[start]

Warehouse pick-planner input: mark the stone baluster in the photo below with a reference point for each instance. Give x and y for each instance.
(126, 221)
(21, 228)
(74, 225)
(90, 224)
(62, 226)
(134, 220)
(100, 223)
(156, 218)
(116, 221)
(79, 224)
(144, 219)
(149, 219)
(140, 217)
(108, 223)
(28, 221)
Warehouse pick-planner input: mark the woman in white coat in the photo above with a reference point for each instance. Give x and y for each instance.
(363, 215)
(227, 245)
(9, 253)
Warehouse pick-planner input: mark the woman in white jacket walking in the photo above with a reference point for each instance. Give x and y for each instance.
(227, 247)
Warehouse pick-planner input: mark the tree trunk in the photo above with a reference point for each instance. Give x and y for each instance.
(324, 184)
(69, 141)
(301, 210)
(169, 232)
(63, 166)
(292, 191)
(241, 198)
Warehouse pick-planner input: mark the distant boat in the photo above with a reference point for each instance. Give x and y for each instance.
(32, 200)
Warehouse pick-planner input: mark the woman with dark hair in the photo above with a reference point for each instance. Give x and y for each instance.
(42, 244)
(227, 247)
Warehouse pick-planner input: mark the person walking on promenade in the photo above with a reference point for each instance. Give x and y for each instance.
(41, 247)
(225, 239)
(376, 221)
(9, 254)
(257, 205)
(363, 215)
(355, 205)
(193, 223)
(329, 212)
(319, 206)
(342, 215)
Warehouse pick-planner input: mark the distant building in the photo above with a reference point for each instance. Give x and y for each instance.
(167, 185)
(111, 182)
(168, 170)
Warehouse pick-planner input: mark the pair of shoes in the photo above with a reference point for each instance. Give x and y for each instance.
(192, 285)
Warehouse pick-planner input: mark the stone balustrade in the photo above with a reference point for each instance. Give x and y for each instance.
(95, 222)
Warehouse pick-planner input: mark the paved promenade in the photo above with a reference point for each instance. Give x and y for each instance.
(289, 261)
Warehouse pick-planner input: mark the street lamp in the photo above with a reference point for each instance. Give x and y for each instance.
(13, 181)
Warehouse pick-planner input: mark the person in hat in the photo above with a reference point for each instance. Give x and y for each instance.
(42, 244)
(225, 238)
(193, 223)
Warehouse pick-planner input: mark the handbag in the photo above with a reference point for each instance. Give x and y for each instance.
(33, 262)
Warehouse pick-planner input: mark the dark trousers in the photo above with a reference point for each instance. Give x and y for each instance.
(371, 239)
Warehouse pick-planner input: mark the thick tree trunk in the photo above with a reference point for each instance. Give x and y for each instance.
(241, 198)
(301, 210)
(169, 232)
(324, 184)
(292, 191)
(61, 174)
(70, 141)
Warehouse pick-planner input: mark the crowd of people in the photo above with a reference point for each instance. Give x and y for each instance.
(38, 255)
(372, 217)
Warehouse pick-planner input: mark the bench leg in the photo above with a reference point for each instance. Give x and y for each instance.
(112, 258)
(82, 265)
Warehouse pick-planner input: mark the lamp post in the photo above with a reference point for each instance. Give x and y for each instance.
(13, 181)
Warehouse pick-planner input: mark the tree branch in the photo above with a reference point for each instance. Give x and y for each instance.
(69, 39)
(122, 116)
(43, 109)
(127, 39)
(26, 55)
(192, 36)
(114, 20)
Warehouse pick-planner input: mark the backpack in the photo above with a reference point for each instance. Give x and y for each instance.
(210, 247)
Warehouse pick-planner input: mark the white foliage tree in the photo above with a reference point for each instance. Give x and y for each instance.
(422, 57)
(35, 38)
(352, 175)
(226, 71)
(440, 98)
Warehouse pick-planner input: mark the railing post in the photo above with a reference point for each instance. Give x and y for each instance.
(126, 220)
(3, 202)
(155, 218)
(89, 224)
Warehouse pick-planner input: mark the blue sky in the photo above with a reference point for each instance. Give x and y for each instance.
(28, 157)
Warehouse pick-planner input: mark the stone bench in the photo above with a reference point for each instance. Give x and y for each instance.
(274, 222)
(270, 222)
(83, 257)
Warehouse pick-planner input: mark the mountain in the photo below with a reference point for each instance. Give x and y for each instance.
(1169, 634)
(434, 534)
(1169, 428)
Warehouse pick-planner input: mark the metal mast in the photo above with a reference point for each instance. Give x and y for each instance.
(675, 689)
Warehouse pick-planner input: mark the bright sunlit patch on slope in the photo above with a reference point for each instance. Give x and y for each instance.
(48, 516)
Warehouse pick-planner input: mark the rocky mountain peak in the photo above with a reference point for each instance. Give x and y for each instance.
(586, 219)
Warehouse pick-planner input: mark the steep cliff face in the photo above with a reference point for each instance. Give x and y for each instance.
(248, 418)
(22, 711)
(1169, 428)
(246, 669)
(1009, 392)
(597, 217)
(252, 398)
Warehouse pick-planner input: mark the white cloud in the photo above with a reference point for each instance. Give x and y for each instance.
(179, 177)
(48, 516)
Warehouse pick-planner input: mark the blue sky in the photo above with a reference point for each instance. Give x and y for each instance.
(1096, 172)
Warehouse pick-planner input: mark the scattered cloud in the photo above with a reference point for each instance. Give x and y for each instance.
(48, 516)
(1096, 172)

[end]
[start]

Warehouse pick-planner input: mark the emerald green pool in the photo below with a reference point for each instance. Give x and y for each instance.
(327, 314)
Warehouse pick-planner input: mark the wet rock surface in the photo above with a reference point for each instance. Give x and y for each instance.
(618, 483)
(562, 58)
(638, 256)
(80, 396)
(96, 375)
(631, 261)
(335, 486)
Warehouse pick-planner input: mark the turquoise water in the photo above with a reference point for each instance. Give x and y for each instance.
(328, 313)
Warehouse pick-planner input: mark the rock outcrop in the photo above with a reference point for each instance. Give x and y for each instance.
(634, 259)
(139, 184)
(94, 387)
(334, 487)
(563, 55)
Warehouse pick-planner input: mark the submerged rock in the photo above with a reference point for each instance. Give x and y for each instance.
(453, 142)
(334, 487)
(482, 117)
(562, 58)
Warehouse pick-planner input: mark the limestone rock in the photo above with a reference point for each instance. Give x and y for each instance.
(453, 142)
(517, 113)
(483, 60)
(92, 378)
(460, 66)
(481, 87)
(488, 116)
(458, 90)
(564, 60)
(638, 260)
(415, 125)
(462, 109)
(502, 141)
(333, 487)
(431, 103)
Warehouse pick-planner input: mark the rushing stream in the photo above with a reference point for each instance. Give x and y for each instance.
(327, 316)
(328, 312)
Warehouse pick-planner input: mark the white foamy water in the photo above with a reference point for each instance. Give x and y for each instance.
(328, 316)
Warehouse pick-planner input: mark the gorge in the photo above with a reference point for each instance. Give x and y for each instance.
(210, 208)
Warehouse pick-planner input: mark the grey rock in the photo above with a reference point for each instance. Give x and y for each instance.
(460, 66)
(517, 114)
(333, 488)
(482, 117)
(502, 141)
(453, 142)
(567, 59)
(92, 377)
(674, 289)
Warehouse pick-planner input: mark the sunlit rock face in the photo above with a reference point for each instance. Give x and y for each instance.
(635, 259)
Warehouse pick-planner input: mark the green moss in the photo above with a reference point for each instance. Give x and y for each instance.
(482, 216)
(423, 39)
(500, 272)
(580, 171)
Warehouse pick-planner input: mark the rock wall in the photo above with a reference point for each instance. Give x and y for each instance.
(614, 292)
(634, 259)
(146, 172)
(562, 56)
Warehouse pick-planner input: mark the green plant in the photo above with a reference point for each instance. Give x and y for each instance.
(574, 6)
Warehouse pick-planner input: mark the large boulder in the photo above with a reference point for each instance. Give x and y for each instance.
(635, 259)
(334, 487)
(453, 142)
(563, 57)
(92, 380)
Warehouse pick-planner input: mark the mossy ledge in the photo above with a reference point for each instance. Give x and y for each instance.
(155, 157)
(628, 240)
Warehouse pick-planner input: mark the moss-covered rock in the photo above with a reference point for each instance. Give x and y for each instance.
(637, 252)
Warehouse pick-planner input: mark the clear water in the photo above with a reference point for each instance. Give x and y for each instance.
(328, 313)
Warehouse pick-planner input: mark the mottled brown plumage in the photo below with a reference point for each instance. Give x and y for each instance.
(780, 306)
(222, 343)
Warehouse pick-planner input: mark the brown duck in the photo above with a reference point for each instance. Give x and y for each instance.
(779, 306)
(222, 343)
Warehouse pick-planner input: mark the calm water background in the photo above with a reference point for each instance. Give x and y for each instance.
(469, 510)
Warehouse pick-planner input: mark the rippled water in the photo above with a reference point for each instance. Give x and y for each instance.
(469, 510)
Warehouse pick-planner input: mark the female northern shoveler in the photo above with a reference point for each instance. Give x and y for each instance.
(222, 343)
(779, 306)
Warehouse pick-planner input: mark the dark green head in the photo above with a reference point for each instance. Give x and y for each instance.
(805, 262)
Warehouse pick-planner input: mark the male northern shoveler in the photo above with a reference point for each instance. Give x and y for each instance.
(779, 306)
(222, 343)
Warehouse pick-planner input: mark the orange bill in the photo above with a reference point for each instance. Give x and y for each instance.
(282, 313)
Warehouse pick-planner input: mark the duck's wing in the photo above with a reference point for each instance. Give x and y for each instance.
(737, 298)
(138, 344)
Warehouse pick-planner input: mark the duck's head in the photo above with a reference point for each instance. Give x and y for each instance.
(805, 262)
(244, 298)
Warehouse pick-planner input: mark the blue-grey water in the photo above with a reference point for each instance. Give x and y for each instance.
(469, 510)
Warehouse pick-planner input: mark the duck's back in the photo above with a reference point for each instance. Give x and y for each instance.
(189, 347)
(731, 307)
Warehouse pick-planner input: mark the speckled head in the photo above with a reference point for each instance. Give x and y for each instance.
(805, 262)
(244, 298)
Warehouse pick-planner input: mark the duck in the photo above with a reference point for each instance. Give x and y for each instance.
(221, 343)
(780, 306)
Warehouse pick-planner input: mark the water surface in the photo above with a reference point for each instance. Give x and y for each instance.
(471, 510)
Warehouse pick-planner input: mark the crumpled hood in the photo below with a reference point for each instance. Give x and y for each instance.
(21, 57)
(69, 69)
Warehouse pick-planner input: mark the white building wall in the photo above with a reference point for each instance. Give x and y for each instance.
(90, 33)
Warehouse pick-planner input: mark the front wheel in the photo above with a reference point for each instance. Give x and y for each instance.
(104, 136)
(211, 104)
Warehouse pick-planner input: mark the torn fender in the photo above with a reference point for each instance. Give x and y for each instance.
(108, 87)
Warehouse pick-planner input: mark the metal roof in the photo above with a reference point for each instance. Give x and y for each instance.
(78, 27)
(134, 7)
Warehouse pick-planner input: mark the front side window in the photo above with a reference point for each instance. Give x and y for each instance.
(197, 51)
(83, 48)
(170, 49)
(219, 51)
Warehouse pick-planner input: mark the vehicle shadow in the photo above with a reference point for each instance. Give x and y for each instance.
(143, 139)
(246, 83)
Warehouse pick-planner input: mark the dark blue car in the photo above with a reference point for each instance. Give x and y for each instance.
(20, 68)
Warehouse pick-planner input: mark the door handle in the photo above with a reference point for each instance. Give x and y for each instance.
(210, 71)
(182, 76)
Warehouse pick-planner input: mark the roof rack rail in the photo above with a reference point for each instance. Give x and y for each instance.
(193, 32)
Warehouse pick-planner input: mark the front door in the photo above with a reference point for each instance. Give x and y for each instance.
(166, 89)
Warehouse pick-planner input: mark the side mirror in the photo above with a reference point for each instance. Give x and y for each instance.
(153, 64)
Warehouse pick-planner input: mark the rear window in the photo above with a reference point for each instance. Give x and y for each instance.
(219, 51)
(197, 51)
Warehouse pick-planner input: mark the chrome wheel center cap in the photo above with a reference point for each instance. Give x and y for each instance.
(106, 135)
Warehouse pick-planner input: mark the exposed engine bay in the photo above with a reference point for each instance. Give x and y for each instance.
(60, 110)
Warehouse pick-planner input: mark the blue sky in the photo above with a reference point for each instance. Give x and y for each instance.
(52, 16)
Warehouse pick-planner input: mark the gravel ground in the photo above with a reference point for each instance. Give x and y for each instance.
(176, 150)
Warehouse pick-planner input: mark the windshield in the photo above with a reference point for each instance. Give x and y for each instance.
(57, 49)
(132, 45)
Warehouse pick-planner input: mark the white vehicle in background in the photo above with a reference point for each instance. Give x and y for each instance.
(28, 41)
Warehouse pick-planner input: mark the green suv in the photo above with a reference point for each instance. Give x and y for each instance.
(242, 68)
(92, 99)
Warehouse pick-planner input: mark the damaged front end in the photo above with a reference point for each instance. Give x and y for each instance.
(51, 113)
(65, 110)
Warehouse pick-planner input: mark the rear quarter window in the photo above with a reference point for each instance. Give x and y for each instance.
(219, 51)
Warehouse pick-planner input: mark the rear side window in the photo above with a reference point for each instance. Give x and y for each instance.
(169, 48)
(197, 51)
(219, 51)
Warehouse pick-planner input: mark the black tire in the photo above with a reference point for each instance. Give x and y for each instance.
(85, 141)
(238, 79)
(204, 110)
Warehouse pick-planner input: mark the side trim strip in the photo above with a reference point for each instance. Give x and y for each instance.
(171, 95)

[end]
[start]

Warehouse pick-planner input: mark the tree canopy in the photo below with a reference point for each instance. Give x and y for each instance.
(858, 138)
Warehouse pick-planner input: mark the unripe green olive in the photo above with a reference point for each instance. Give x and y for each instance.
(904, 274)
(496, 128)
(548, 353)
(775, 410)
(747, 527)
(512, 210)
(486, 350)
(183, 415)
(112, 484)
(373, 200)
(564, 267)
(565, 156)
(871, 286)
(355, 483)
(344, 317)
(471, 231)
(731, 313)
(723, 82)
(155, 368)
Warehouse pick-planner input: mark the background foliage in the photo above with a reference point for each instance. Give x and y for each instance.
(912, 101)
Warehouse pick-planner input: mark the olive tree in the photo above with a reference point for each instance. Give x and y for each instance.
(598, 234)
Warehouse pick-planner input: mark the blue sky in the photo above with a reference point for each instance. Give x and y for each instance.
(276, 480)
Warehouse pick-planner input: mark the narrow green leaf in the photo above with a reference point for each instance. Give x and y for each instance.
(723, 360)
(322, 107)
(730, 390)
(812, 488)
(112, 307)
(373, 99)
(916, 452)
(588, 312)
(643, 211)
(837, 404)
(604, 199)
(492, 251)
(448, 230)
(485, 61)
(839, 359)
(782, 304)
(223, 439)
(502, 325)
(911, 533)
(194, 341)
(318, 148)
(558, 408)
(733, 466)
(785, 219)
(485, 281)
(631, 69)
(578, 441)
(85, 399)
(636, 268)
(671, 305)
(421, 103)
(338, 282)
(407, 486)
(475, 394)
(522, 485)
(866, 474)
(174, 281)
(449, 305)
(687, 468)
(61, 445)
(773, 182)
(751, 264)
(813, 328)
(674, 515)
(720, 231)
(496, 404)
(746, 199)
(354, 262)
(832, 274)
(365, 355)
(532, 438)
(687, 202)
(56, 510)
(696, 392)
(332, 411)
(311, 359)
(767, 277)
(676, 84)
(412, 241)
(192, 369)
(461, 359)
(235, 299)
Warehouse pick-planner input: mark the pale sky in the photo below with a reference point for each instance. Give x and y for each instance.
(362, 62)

[end]

Count the lines in the listing that contain the word "distant" and give only that number.

**EXERCISE SOLUTION:** 2